To do
Look through the data below for the string "footstool", and copy every line where it turns up.

Items from a dataset
________________________

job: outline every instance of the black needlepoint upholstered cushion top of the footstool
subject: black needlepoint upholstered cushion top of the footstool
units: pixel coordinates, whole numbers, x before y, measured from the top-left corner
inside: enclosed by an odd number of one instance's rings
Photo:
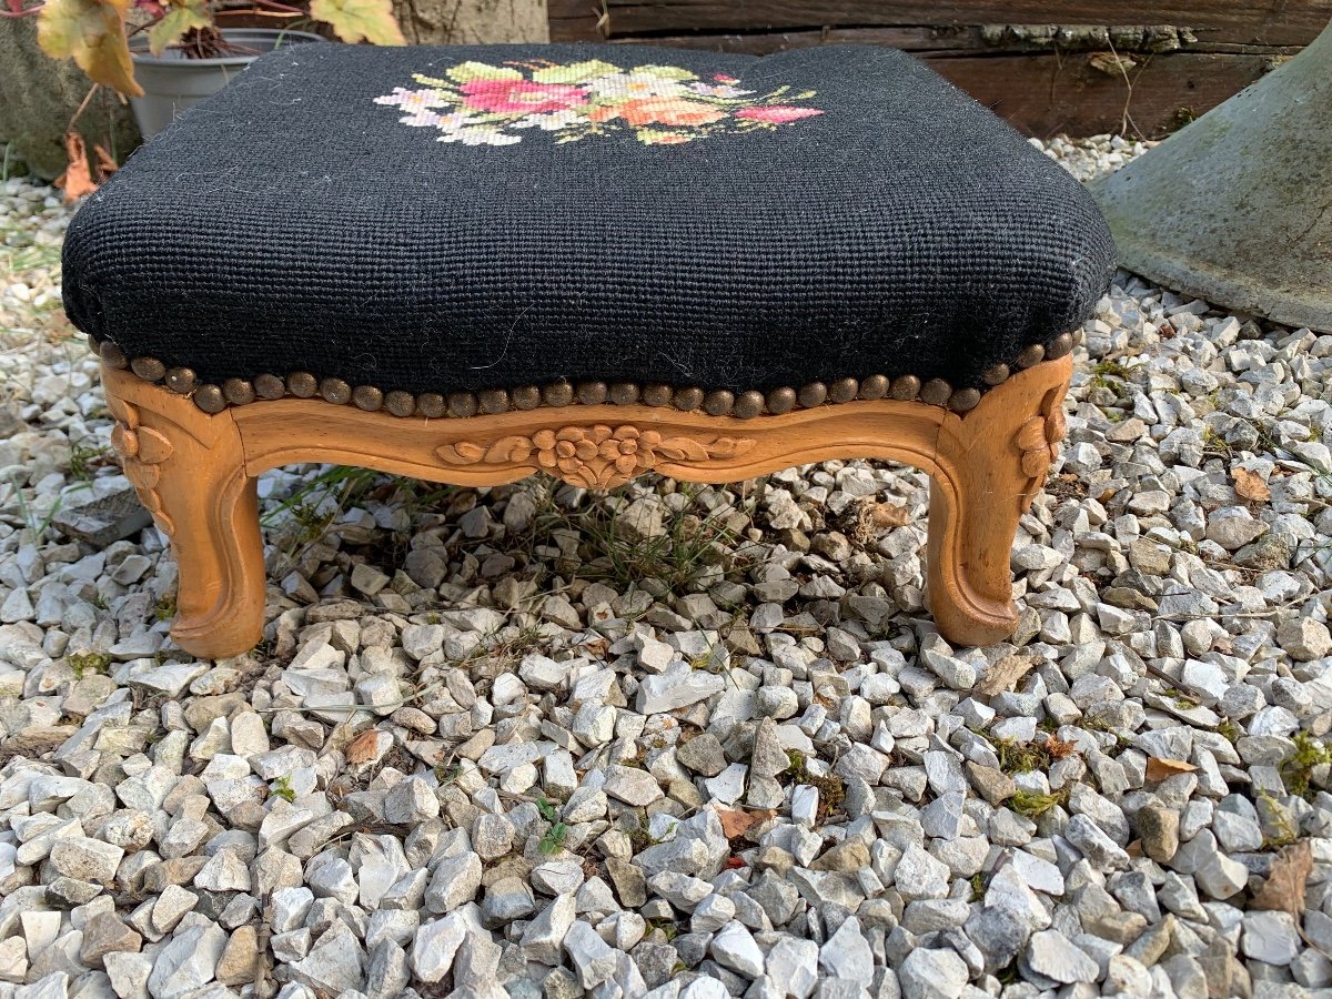
[[[326,44],[131,157],[69,228],[64,296],[210,382],[963,388],[1112,268],[1076,181],[891,49]]]

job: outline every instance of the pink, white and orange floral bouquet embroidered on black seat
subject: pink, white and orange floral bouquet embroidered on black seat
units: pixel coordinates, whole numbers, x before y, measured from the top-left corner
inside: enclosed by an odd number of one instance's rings
[[[531,129],[553,132],[557,143],[633,129],[646,145],[677,145],[717,133],[775,131],[823,113],[791,103],[810,100],[814,91],[778,87],[761,95],[742,89],[733,76],[703,81],[669,65],[626,71],[599,60],[462,63],[444,77],[413,79],[417,88],[397,87],[374,103],[401,108],[404,125],[433,128],[438,141],[464,145],[513,145],[522,141],[521,131]]]

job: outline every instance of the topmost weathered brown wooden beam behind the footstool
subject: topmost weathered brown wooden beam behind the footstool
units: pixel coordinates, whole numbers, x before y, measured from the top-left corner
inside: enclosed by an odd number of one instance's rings
[[[1173,24],[1204,43],[1305,45],[1329,20],[1332,0],[550,0],[553,41],[825,25]]]

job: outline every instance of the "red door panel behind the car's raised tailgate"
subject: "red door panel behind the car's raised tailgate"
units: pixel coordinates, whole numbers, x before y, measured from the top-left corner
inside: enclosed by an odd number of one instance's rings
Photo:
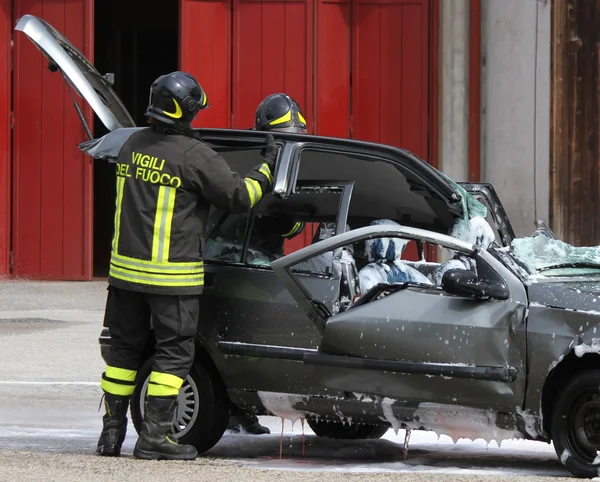
[[[92,0],[15,0],[15,19],[44,18],[92,60]],[[14,25],[14,24],[13,24]],[[12,30],[12,26],[11,26]],[[91,279],[92,164],[62,77],[23,34],[14,36],[13,274]],[[85,101],[88,124],[92,111]]]

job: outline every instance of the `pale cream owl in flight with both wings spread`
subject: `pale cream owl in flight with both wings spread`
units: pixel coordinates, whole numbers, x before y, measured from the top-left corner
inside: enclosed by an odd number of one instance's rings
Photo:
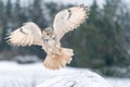
[[[73,7],[60,11],[50,27],[41,30],[32,22],[23,24],[8,36],[8,42],[14,46],[38,45],[47,52],[43,65],[50,70],[58,70],[69,64],[74,55],[73,49],[61,47],[60,40],[69,30],[74,30],[88,17],[88,8]]]

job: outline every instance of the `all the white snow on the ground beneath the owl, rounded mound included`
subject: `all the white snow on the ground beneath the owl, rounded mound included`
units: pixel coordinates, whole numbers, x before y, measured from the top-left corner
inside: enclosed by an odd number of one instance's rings
[[[113,87],[130,87],[130,79],[106,78]],[[51,86],[50,86],[51,85]],[[84,86],[86,85],[86,86]],[[96,86],[95,86],[96,85]],[[0,62],[0,87],[108,87],[100,75],[82,69],[46,70],[42,63]]]

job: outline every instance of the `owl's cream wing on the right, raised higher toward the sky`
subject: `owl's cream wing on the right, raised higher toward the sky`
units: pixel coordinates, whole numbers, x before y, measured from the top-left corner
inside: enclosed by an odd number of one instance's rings
[[[88,17],[88,8],[84,5],[74,7],[58,12],[53,22],[54,32],[61,39],[67,32],[77,28]]]

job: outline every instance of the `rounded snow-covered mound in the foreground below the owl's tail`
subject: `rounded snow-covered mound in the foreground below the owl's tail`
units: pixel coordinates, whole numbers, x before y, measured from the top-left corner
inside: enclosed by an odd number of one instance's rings
[[[68,71],[36,87],[110,87],[103,77],[93,72],[74,69]]]

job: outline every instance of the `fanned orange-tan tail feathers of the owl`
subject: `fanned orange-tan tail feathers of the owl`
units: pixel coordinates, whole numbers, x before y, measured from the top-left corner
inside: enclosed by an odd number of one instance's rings
[[[64,67],[66,64],[69,64],[72,57],[74,55],[73,49],[62,48],[60,49],[60,54],[48,54],[43,65],[50,70],[58,70]]]

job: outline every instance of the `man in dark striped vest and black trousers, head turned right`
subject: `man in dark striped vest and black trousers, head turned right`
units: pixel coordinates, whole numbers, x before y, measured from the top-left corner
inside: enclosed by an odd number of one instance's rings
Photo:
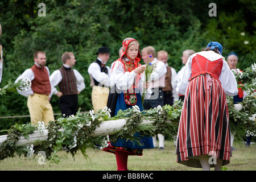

________________________

Solution below
job: outline every instance of the black needlepoint upholstered cushion top of the footstool
subject: black needlepoint upholstered cushion top of the footstool
job: outline every instance of the topmost weathered brown wooden beam behind the footstool
subject: topmost weathered brown wooden beam behind the footstool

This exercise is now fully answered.